** BEGIN Passage to read **

Well, today we do indeed celebrate the great “Tah dah!” of the church, for—
Christ has risen! Alleluia! He has risen indeed! Alleluia!
You know, what it is lacking in dignity, “Tah dah!” more than makes up in accuracy, as a reasonable response when presented with the wonderfully surprising, unprecedented, and miraculous resurrection of Jesus.
This Easter Sunday, we celebrate with great joy the wonderful surprise of that day when Jesus was raised from death to life.
While the real first word the Risen Lord Jesus spoke was in fact a very ordinary greeting – in this extraordinary moment, “Tah dah!” would have seemed about right.
Imagine that you are one of the women who approached the tomb of Jesus that morning. The sabbath is over, so for those in and around Jerusalem that day, it was a regular workday.
The shopkeepers and merchants, the innkeepers and even the government officials and temple caretakeres were cleaning up and recovering from the Passover festival of the week before, even as the great multitude of visitors who had come to Jerusalem for the Passover departed to return to their homes.
It was back to business for many in Jerusalem that day.
It was not, however, business as usual for Mary Magdalene and the other Mary, mourning the death of Jesus. For them and for the other disciples, still reeling from the events of the week before, experiencing a communal sense of loss and failure, grief and shame, there was nothing ordinary about this day.
For these women, a visit to the tomb seemed in order.
It’s the same place where they had sat and watched as the dead body of Jesus was wrapped in linen and lain to rest just a couple of evenings ago. Aside from perhaps anointing the body, the women may simply have wanted to spend time where he rested—they felt closer to him there.
You may have experienced the same kind of need, following loss.
Cemeteries are full of granite markers placed for our loved ones who have died, a place where we can go and remember them. Some of us have, in our home or in another special spot a place where we can go to remember and feel close to those we have lost.

** END Passage to read **
** BEGIN Exercise materials **

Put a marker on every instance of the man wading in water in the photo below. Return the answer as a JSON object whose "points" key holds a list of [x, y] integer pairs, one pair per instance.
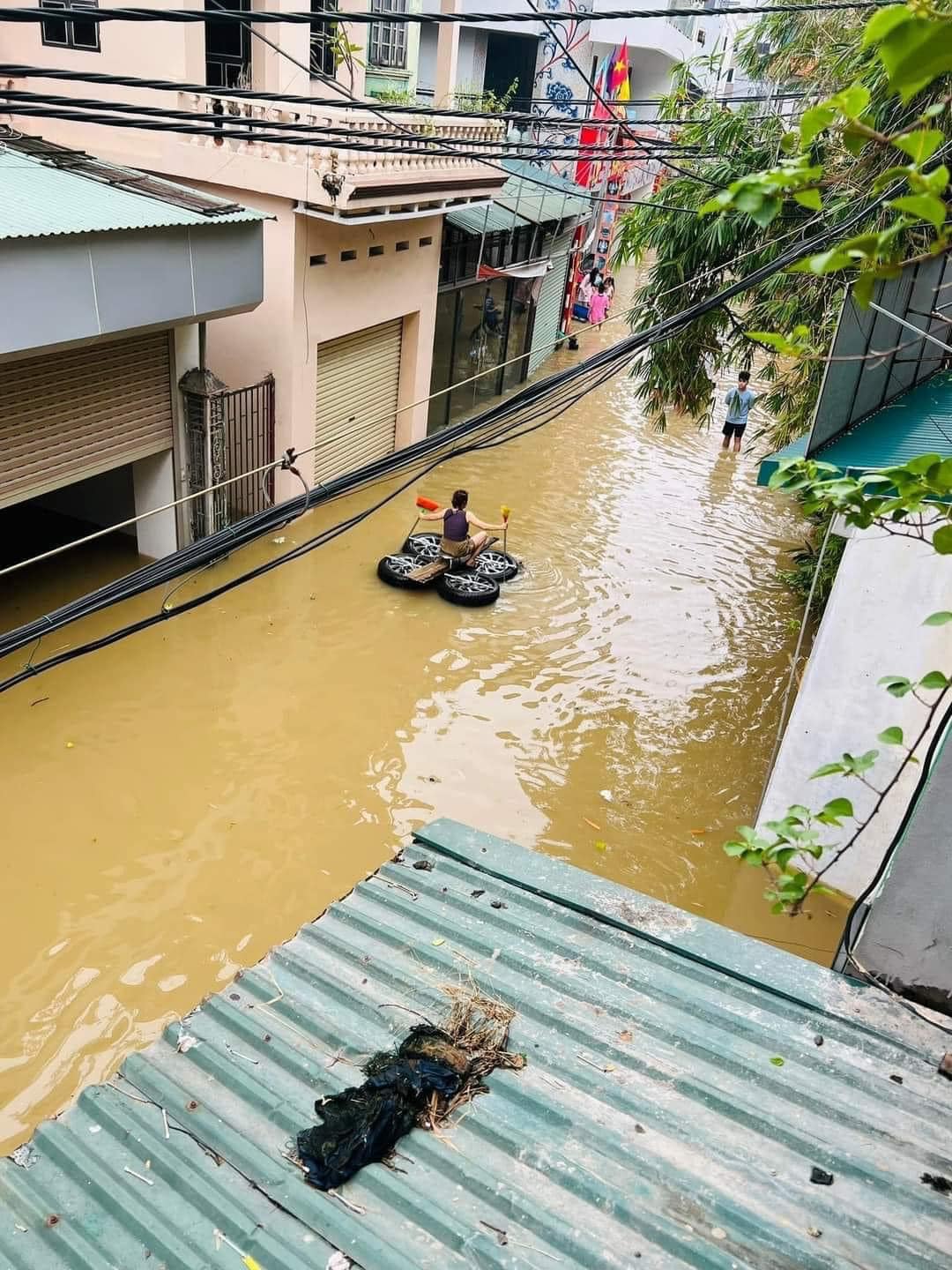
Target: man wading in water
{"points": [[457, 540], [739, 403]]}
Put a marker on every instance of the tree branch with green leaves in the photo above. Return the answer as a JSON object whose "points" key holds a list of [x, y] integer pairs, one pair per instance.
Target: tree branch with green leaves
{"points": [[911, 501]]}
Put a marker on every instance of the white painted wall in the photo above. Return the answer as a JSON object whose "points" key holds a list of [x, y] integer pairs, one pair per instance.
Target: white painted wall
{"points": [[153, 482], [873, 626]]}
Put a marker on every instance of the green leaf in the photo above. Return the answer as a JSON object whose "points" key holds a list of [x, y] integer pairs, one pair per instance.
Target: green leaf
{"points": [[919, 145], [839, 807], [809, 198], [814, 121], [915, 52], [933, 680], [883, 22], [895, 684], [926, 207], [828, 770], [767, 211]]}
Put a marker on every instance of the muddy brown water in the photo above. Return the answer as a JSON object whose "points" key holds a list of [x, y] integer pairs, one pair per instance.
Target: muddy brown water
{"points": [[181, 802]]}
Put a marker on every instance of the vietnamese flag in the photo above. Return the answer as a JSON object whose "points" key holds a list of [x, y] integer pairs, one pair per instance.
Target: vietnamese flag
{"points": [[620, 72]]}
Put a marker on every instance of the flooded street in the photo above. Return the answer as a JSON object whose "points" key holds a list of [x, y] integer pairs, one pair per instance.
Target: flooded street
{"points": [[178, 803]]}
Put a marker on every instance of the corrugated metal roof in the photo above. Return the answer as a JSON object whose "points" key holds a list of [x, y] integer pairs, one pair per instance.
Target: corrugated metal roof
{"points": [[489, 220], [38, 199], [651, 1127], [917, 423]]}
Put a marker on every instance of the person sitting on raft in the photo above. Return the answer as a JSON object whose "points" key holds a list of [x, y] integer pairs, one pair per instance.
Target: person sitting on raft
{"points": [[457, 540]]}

** END Exercise materials **

## Problem set
(1) Which two women does the Easter sermon name as mourning the death of Jesus?
(2) Gather every line of the rows that contains the word "flag".
The Easter sermon and the rows come from unrelated sources.

## Solutions
(1) Mary Magdalene and the other Mary.

(2)
Put a marker on every instance of the vietnamese flag in the photo above. Return the answer as a JSON object whose "points" key holds a list of [x, y] integer pairs, one pair per instance.
Target: vietnamese flag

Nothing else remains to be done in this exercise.